=== Listed entries ===

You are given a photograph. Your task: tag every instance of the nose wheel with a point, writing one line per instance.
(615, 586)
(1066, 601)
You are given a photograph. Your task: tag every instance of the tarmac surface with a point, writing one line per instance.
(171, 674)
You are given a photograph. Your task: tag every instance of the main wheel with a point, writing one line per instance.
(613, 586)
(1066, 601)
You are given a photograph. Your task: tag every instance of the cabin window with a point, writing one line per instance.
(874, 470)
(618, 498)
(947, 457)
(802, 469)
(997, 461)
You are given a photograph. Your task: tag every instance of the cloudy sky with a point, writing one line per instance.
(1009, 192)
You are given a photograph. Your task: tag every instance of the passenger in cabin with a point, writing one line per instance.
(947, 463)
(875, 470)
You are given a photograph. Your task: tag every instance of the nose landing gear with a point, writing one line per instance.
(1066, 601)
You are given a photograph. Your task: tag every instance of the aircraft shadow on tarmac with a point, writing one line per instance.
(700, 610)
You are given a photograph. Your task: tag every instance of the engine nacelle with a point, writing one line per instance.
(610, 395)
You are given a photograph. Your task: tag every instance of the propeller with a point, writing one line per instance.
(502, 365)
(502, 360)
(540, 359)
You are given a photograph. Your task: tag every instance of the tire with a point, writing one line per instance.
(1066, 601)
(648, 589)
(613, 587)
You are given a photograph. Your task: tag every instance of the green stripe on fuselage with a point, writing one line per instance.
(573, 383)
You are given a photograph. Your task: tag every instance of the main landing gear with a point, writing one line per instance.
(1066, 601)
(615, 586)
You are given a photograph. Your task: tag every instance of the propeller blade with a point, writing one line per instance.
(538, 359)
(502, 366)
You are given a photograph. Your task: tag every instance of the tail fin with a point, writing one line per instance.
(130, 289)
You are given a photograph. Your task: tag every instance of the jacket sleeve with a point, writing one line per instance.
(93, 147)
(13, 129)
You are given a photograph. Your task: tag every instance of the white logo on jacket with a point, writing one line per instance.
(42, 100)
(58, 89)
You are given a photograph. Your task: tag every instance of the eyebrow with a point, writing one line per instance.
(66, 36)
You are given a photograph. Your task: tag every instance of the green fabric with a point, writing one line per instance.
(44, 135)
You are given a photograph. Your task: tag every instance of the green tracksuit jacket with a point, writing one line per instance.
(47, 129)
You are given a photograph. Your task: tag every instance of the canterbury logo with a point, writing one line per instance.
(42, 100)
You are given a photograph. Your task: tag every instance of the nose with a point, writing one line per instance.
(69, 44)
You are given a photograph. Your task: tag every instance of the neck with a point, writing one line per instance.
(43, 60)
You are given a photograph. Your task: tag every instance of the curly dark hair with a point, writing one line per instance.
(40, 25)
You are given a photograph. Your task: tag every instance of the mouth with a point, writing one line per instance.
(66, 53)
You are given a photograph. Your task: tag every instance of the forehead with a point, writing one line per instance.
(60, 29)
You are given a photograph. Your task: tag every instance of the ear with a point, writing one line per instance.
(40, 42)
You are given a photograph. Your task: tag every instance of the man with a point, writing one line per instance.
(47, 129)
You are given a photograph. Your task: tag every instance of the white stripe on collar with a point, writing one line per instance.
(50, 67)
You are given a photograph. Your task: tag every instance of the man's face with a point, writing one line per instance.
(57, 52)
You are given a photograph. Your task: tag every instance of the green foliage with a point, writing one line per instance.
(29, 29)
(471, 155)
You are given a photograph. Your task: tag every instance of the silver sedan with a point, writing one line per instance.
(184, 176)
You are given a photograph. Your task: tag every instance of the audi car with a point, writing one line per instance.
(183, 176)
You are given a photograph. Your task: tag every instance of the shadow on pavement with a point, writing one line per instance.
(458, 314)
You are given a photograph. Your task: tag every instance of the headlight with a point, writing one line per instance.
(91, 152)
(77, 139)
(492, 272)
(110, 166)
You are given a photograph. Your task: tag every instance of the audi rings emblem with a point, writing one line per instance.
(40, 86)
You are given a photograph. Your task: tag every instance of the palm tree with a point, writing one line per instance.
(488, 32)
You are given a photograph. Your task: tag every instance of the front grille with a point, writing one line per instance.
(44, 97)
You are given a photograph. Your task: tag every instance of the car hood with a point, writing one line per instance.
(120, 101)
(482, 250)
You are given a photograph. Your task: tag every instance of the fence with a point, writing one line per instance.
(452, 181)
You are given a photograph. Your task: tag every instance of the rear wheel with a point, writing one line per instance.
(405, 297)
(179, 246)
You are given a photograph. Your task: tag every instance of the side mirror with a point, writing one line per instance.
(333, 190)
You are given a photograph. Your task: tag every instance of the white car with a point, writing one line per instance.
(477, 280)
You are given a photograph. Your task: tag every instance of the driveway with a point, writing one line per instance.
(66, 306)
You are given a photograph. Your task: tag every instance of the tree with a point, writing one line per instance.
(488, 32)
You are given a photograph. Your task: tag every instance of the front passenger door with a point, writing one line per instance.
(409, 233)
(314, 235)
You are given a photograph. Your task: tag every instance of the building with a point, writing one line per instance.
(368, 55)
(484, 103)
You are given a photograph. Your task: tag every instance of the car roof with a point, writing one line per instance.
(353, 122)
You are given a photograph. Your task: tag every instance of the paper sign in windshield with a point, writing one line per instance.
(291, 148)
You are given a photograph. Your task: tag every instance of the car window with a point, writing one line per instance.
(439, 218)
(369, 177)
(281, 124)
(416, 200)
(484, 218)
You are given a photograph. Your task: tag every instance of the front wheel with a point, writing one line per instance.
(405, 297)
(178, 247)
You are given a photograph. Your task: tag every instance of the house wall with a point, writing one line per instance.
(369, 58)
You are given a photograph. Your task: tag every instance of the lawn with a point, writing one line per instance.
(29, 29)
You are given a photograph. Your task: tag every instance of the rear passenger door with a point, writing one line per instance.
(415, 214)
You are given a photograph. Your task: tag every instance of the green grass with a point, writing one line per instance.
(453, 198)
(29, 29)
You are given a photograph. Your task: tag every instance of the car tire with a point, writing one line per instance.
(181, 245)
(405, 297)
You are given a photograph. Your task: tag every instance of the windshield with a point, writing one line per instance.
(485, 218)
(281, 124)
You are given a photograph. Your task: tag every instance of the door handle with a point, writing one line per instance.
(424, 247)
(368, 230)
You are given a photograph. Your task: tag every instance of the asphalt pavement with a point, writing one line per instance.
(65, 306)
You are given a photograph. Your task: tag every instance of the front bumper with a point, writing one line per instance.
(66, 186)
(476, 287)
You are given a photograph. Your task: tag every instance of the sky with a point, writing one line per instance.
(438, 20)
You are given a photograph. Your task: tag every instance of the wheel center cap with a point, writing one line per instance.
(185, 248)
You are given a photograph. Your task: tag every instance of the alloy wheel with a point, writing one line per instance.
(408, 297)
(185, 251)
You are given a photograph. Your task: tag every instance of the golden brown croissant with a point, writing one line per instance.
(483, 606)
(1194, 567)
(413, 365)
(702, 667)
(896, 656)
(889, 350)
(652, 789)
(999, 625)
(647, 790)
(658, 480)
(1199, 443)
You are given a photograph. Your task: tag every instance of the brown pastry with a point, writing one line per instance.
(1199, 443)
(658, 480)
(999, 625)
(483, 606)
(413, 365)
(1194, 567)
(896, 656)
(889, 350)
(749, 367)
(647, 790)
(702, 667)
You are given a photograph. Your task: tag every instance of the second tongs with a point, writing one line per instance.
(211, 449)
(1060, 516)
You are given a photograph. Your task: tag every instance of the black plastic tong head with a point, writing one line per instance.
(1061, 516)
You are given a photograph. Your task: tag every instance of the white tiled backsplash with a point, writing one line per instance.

===

**Task to complete:** Reproduce the whole listing word for word.

**Response to the exercise:**
You are given a photograph. Your task: tag every instance of the nose wheel with a point, writing one line per instance.
(615, 586)
(1066, 601)
You are given a photograph. Your task: tag every instance of the tarmac surface with a point, writing one line per instance.
(171, 674)
You are given a photograph. Your task: tag every instance of the main wheel with a point, writing one line per instance.
(613, 586)
(1066, 601)
You are given a photograph. Your task: tag every instance of the cabin window with a point, writing one line per instance.
(874, 470)
(618, 498)
(947, 457)
(802, 469)
(997, 461)
You are given a photograph. Your task: tag every instance of the cloudy sky with a point, writing one line per instance.
(1009, 192)
You are given a photograph. Your task: tag every instance of the passenger in cabin with a point, writing one line per instance.
(947, 463)
(875, 470)
You are given a photograph. Your task: tag every instance of the nose landing gear with a point, writing one line per instance.
(1066, 601)
You are given a photograph. Your task: tag every instance of the aircraft shadow on tarmac with a point, writing one line per instance.
(700, 610)
You are given a photograph. Your task: tag every instance of the engine nacelle with a point, writing one line per instance.
(610, 395)
You are given a photograph. Your task: tag every instance of the propeller with a point, writing one line per instance.
(502, 365)
(502, 360)
(540, 359)
You are given a photograph. Your task: tag every instance of the tire with a point, writing one line per instance.
(1066, 601)
(648, 589)
(613, 587)
You are given a photograph. Your task: tag every instance of the green stripe on fuselage with a point, writing one line per instance.
(573, 383)
You are given a photograph. Your task: tag every instance of the main landing gear with a point, writing one line per instance.
(1066, 601)
(615, 586)
You are given a photograph. Your task: tag every instance of the propeller blade with a point, writing one line per instance.
(538, 359)
(502, 366)
You are given a photograph. Your task: tag every instance of the tail fin with a point, writing one line per instance.
(130, 289)
You are given a photograph. Your task: tag every instance of the jacket sleeve with a point, writing one line per instance.
(93, 147)
(13, 129)
You are given a photograph. Your task: tag every instance of the white logo on jacket with a point, writing one line per instance.
(42, 100)
(58, 89)
You are given a photograph. Your task: tag every instance of the eyebrow with a point, writing one line per instance.
(66, 36)
You are given a photograph. Your task: tag every instance of the green fabric with a point, writing one line per instance.
(44, 135)
You are given a photograph. Your task: tag every instance of the green tracksuit jacket with a point, writing one line per instance.
(47, 129)
You are given a photograph. Your task: tag every instance of the canterbury logo with a point, writing one line per instance.
(42, 100)
You are given a photograph. Your task: tag every instance of the nose with a point, writing one line per instance.
(69, 44)
You are given a photograph. Your task: tag every instance of the neck with a point, writing one line per instance.
(43, 60)
You are given a photograph. Your task: tag every instance of the curly dark hair with a point, writing one line per instance.
(40, 25)
You are given a photograph. Your task: tag every instance of the mouth with a point, writing one line per instance.
(66, 53)
You are given a photograph. Your task: tag every instance of the forehead with a point, writing one line per instance.
(60, 29)
You are given a photograph. Your task: tag every instance of the ear with a point, writing one line per instance.
(40, 42)
You are given a photograph. Your task: tag every instance of the man with a point, writing one line per instance.
(47, 129)
You are given a photograph. Your task: tag every instance of the white stripe on collar with a point, writing one line per instance.
(50, 67)
You are given a photograph. Your task: tag every instance of the man's face with a point, writing one line per instance.
(57, 52)
You are given a photograph. Your task: tag every instance of the green foliage with a point, writing one line per instance.
(29, 29)
(471, 155)
You are given a photograph. Your task: tag every instance of the silver sedan with a point, writing one line per instance.
(184, 176)
You are given a photograph. Your task: tag every instance of the audi car with a point, writing one line per instance.
(183, 176)
You are given a photograph. Your task: tag every instance of the shadow on pavement with a point, writing one line per instance.
(458, 314)
You are given a photograph. Your task: tag every instance of the headlight with a point, writing one line per instance.
(91, 152)
(77, 139)
(492, 272)
(110, 166)
You are given a photograph. Your task: tag every instance of the audi rings emblem with a point, writing one line per instance.
(40, 86)
You are given a photograph. Your task: tag every instance of the palm tree with a point, writing one line per instance.
(488, 32)
You are given a photograph. Your task: tag every instance of the front grille with a point, writing one line per instance.
(44, 97)
You are given a photograph. Your task: tag every instance of the car hood with a point, writing one line per instance.
(120, 101)
(482, 250)
You are given a photograph. Your task: tag every instance of the fence with a point, writing one line per instance.
(452, 181)
You are given a photograph. Your task: tag every instance of the rear wheel with a point, writing one line per instance.
(405, 297)
(179, 246)
You are given a photograph. Your task: tag every instance of the side mirror with a point, writing one line per instance.
(333, 190)
You are given a photograph. Your task: tag every instance of the white car with a point, writing one line per instance.
(477, 280)
You are given a photograph. Your task: tag every instance of the driveway with a point, writing one line per instance.
(66, 306)
You are given a photograph. Your task: tag every instance of the tree with a point, writing one line per instance.
(488, 32)
You are given a photograph. Your task: tag every instance of the front passenger door with a point, writing one line per instance.
(409, 233)
(314, 235)
You are given a photograph. Your task: tag every instance of the building with a point, writing one line per instance.
(368, 55)
(484, 103)
You are given a photograph. Your task: tag every instance of the car roof with a point, writing one line per instance.
(353, 122)
You are given a photograph. Your task: tag every instance of the paper sign in windshield with a point, writing one line per instance.
(291, 148)
You are given a photograph. Your task: tag every instance of the car window with a point, writing one line per instance.
(439, 218)
(369, 177)
(281, 124)
(416, 200)
(484, 218)
You are given a photograph. Your task: tag every instance of the front wheel with a point, writing one line per instance.
(405, 297)
(178, 247)
You are given a photograph. Your task: tag every instance of the house wall with a point, writing one line per instance.
(369, 58)
You are given a photograph. Your task: tag every instance of the lawn with a point, writing one line per instance.
(29, 29)
You are given a photograph. Your task: tag every instance of the rear passenger door with a point, writing one line per instance.
(415, 214)
You are given a photograph. Your task: tag every instance of the green grass with a point, writing one line per instance.
(453, 198)
(29, 29)
You are given a photograph. Your task: tag every instance of the car tire with a point, writing one line per instance.
(181, 245)
(405, 297)
You are given a photograph. Your task: tag every instance of the windshield with a point, writing one line per instance.
(485, 218)
(281, 124)
You are given a photograph. Your task: tag every instance of the door handle with a point, writing one line per instance.
(424, 247)
(368, 230)
You are given a photograph. Your task: tag every instance of the asphalt pavement with a point, writing one line per instance.
(65, 306)
You are given a photograph. Your task: tag every instance of the front bumper with a point, writing one line per instance.
(66, 186)
(476, 287)
You are given a photograph. Your task: tag every instance of the sky with a point, writing one line per instance.
(438, 20)
You are given a photograph. Your task: tag every instance of the wheel center cap with a point, writing one line per instance.
(185, 248)
You are given a photograph. Your task: tag every instance of the alloy wheel with a point, writing one line per instance.
(408, 297)
(185, 251)
You are given a photograph. Your task: tag every instance of the golden brown croissant with a point, writing one line per instance.
(483, 606)
(1194, 567)
(413, 365)
(702, 667)
(896, 656)
(889, 350)
(652, 789)
(999, 625)
(647, 790)
(658, 480)
(1199, 443)
You are given a photograph. Your task: tag every instance of the brown pastry with a point, writing one line per instance.
(1199, 443)
(658, 480)
(999, 625)
(483, 606)
(413, 365)
(1194, 567)
(896, 656)
(889, 350)
(749, 367)
(647, 790)
(702, 667)
You are given a photograph. Your task: tag every instance of the second tongs with a point, writing one line per instance.
(211, 449)
(1060, 516)
You are given a photograph. Your task: tag every instance of the black plastic tong head with a point, writing one line per instance.
(1061, 516)
You are given a photograph. Your task: tag every instance of the white tiled backsplash with a point, writing one line per instance.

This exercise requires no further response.